■ AUFGABEN
a – Nenne alle Zahlungen, die laut dem Hinweis im Text über Schuldzinsen als nachträgliche Werbungskosten von der Verlautbarung betroffen sind.
b – Knüpfe an den Text über Schuldzinsen als nachträgliche Werbungskosten an und schreibe ihn nach seinem letzten Satz weiter.

■ EXTRAHIERTER TEXT
+ + +
Steuerspartipp

Vermietung und Verpachtung: Schuldzinsen als nachträgliche Werbungskosten


Helmut Lehr

In den letzten Jahren war die steuerliche Behandlung von Schuldzinsen, die für ein vormals vermietetes Objekt auch nach dessen Veräußerung noch zu entrichten sind, sehr umstritten. Verschiedene Anweisungen der Finanzverwaltung und Urteile des Bundesfinanzhofs machten die Rechtslage unübersichtlich1). Das Bundesfinanzministerium hat nun nochmals in einem ausführlichen Schreiben seine Sicht der Dinge für verschiedenste Fallgestaltungen klargestellt2).

Hinweis: Die Verlautbarung betrifft nicht nur klassische Schuldzinsen, die nach der Objektveräußerung weiterhin entstehen, sondern auch Vorfälligkeitsentschädigungen und Schuldzinsen nach Aufgabe der Einkunftserzielungsabsicht (ohne Veräußerung).

Grundstücksveräußerung nach dem 31. Dezember 1998

Schuldzinsen, die auf Verbindlichkeiten entfallen, welche der Finanzierung von Anschaffungskosten oder Herstellungskosten eines vormals vermieteten Objekts dienten, können grundsätzlich auch nach der Veräußerung weiter als nachträgliche Werbungskosten abgezogen werden. Dies setzt allerdings voraus, dass die Verbindlichkeiten nicht durch den Veräußerungserlös hätten getilgt werden können (Grundsatz des Vorrangs der Schuldentilgung). Ausnahmsweise gilt der Grundsatz des Vorrangs der Schuldentilgung nicht, wenn hinsichtlich des Veräußerungserlöses Auszahlungshindernisse oder bezüglich der Tilgung Rückzahlungshindernisse bestehen.
+ + +
■ BEREITGESTELLTE DATEN
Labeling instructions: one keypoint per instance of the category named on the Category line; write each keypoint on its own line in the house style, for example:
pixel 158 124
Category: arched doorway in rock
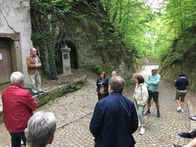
+ + +
■ LÖSUNGEN
a –
- Klassische Schuldzinsen, die nach der Objektveräußerung weiterhin entstehen
- Vorfälligkeitsentschädigungen
- Schuldzinsen nach Aufgabe der Einkunftserzielungsabsicht (ohne Veräußerung)

b –
Der nachträgliche Werbungskostenabzug setzt weiter voraus, dass die Absicht, Einkünfte zu erzielen, nicht bereits vor der Veräußerung weggefallen ist. Keine Rolle spielt hingegen für den Werbungskostenabzug, ob die Veräußerung innerhalb der zehnjährigen Spekulationsfrist erfolgt(e).

Hinweis: Wurde das Objekt bereits vor dem 1. Januar 1999 veräußert, soll ein nachträglicher Werbungskostenabzug nicht mehr in Betracht kommen. In der Praxis werden die meisten Darlehen mehr als 16 Jahre nach der Veräußerung ohnehin getilgt sein.

Vorfälligkeitsentschädigung bei Veräußerung

Die Finanzverwaltung sieht in einer Vorfälligkeitsentschädigung wirtschaftlich betrachtet das Ergebnis einer auf vorzeitige Ablösung gerichteten Änderung des Darlehensvertrags. Der ursprüngliche wirtschaftliche Zusammenhang des Darlehens mit der Finanzierung des Mietobjekts werde dadurch im Zuge der Veräußerung überlagert. Aus diesem Grund ist eine Vorfälligkeitsentschädigung nicht als nachträgliche Werbungskosten bei den Vermietungseinkünften abzugsfähig, vielmehr gehört sie nach Ansicht der Verwaltung zu den Veräußerungskosten bei der Ermittlung der Einkünfte aus Spekulationsgeschäften. Eine steuerliche Auswirkung ergibt sich daher nur, wenn Anschaffung und Veräußerung des Objekts innerhalb von zehn Jahren erfolgen.

Hinweis: Wurde der Vertrag über die Veräußerung des Objekts vor dem 27. Juli 2015 rechtswirksam abgeschlossen, soll es ausnahmsweise noch möglich sein, eine Vorfälligkeitsentschädigung bei den Einkünften aus Vermietung und Verpachtung abzusetzen. Dies erfordert allerdings, dass bereits bei Ablösung des Darlehensvertrags die konkrete Absicht bestand, ein neues, der Einkünfteerzielung dienendes Objekt anzuschaffen und die Vorfälligkeitsentschädigung mit dieser neuen Finanzierung in Verbindung steht.

Aufgabe der Vermietungsabsicht

Sollte das Finanzamt im Einzelfall feststellen, dass die Einkünfteerzielungsabsicht nicht mehr besteht, obwohl das Mietobjekt noch nicht veräußert wurde, entfällt der Schuldzinsenabzug. Zwangsläufig entfällt dann auch jeglicher weitere Werbungskostenabzug, z.B. für Abschreibung und laufende Kosten.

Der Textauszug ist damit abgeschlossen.